_Collected data entries_:
====================
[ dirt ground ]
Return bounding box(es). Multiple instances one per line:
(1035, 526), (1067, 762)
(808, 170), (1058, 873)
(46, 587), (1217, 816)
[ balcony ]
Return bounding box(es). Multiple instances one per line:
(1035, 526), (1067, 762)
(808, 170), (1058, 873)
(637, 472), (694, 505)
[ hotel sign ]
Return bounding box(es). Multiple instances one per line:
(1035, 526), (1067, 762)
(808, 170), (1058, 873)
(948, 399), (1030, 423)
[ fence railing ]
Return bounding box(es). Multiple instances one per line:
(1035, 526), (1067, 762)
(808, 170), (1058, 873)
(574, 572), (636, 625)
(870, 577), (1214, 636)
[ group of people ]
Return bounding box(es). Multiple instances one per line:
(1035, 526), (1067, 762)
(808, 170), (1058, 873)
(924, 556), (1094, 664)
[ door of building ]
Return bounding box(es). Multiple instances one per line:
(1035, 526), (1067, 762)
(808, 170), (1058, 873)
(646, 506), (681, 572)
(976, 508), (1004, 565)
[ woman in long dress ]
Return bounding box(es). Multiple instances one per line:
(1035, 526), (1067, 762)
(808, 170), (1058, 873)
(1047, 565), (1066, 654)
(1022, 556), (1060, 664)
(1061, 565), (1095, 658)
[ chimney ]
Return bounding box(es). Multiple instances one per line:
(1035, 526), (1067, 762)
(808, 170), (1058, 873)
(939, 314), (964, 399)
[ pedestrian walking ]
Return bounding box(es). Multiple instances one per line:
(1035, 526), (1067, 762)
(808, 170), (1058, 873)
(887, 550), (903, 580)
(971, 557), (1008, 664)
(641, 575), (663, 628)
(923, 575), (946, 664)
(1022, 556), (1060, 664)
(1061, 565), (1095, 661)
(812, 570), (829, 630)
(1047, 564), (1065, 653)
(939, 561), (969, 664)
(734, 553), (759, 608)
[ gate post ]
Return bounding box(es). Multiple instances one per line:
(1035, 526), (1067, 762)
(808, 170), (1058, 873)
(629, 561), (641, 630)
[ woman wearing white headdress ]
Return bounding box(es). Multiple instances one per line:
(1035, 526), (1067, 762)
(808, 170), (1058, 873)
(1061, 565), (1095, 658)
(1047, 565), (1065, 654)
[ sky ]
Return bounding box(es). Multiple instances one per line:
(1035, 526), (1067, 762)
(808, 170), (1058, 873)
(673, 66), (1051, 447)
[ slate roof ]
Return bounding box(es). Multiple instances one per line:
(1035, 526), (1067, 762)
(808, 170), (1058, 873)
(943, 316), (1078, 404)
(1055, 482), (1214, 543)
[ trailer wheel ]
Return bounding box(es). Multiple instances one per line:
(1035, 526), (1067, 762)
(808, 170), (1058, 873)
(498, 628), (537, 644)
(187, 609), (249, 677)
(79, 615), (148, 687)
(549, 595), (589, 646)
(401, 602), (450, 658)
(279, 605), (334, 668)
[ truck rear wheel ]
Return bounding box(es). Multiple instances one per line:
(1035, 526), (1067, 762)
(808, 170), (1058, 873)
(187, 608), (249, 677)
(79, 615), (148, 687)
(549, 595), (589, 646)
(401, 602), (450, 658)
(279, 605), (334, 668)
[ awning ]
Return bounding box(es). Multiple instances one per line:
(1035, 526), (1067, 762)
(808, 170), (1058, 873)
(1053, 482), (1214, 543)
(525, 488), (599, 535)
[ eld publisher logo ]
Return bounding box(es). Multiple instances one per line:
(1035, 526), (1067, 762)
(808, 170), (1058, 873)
====================
_EXERCISE_: Rewrite every line of the records above as a Markdown table with the columns "Row" and "Line", numbering the rows in order and omitting any blank lines.

_ANSWER TO THIS TASK_:
| Row | Line |
|---|---|
| 1 | [ dirt ground ] |
| 2 | Return bounding box(es). Multiple instances one per line: |
| 3 | (1035, 526), (1067, 762) |
| 4 | (808, 170), (1058, 873) |
| 5 | (46, 587), (1217, 816) |
| 6 | [ balcony ] |
| 7 | Return bounding box(es). Multiple instances one per line: |
| 8 | (1035, 526), (1067, 762) |
| 9 | (808, 170), (1058, 873) |
| 10 | (637, 472), (694, 505) |
| 11 | [ hotel sign ] |
| 12 | Return bounding box(es). Multiple instances one per line: |
| 13 | (1035, 526), (1067, 762) |
| 14 | (808, 170), (1058, 873) |
| 15 | (948, 399), (1030, 423) |
| 16 | [ fence railing ] |
| 17 | Return bounding box(es). Multiple instances one per line: |
| 18 | (1035, 526), (1067, 762) |
| 19 | (808, 170), (1058, 873) |
| 20 | (574, 572), (636, 625) |
| 21 | (870, 577), (1214, 636) |
| 22 | [ group of people ] |
| 23 | Return bounding box(es). Multiple instances one per line: |
| 24 | (1035, 526), (1067, 762) |
| 25 | (808, 170), (1058, 873) |
| 26 | (924, 556), (1094, 664) |
| 27 | [ door of building ] |
| 28 | Return bounding box(es). Multiple instances one per line: |
| 29 | (1035, 526), (1067, 762) |
| 30 | (808, 170), (1058, 873) |
| 31 | (646, 506), (681, 572) |
| 32 | (976, 508), (1004, 565) |
| 33 | [ woman in long dress ] |
| 34 | Return bounding box(es). Multiple instances one per line: |
| 35 | (1035, 526), (1067, 762) |
| 36 | (808, 170), (1058, 873) |
| 37 | (1047, 565), (1066, 654) |
| 38 | (1022, 556), (1060, 664) |
| 39 | (1061, 565), (1095, 658) |
| 40 | [ chimney ] |
| 41 | Return bounding box(es). Multiple instances one per line: |
| 42 | (1035, 526), (1067, 762) |
| 43 | (808, 170), (1058, 873) |
| 44 | (939, 314), (964, 399) |
| 45 | [ pedestrian walking ] |
| 46 | Return bounding box(es). Multiple instances one per line: |
| 47 | (1035, 526), (1067, 762) |
| 48 | (808, 170), (1058, 873) |
| 49 | (887, 550), (903, 580) |
| 50 | (971, 557), (1008, 664) |
| 51 | (641, 575), (663, 628) |
| 52 | (923, 575), (946, 664) |
| 53 | (1022, 556), (1060, 664) |
| 54 | (1061, 565), (1095, 661) |
| 55 | (812, 570), (829, 630) |
| 56 | (1047, 564), (1065, 653) |
| 57 | (939, 561), (969, 664) |
| 58 | (734, 553), (759, 608) |
| 59 | [ gate post ] |
| 60 | Return bounding box(es). Multiple instances one per line: |
| 61 | (1035, 526), (1067, 762) |
| 62 | (808, 170), (1058, 873) |
| 63 | (629, 561), (641, 630) |
| 64 | [ woman wearing white headdress ] |
| 65 | Return bounding box(es). Multiple instances one per line: |
| 66 | (1035, 526), (1067, 762) |
| 67 | (808, 170), (1058, 873) |
| 68 | (1061, 565), (1095, 658) |
| 69 | (1047, 565), (1065, 654) |
| 70 | [ sky ] |
| 71 | Return bounding box(es). Multiple instances one per line: |
| 72 | (1035, 526), (1067, 762) |
| 73 | (808, 170), (1058, 873) |
| 74 | (673, 66), (1051, 447) |
| 75 | [ slate roof ] |
| 76 | Return bounding box(es). Multiple instances one per line: |
| 77 | (1035, 526), (1067, 762) |
| 78 | (808, 170), (1058, 873) |
| 79 | (943, 316), (1078, 404) |
| 80 | (1055, 482), (1214, 543) |
| 81 | [ trailer wheel ] |
| 82 | Return bounding box(es). Multiple instances one per line: |
| 83 | (1035, 526), (1067, 762) |
| 84 | (808, 170), (1058, 873) |
| 85 | (498, 628), (537, 644) |
| 86 | (187, 609), (249, 677) |
| 87 | (79, 615), (148, 687) |
| 88 | (549, 595), (589, 646) |
| 89 | (401, 602), (450, 658) |
| 90 | (279, 605), (334, 668) |
| 91 | [ truck rear wheel ] |
| 92 | Return bounding box(es). Multiple instances one per line: |
| 93 | (1035, 526), (1067, 762) |
| 94 | (808, 170), (1058, 873) |
| 95 | (187, 608), (249, 677) |
| 96 | (79, 615), (148, 687) |
| 97 | (549, 595), (589, 646) |
| 98 | (401, 602), (450, 658) |
| 99 | (279, 605), (334, 668) |
| 100 | [ awning ] |
| 101 | Return bounding box(es). Multiple instances one per line: |
| 102 | (1035, 526), (1067, 762) |
| 103 | (808, 170), (1058, 873) |
| 104 | (1053, 482), (1214, 543) |
| 105 | (525, 488), (599, 535) |
| 106 | [ eld publisher logo ] |
| 107 | Return bounding box(es). Multiple instances one per line: |
| 108 | (1035, 526), (1067, 762) |
| 109 | (808, 170), (1058, 873) |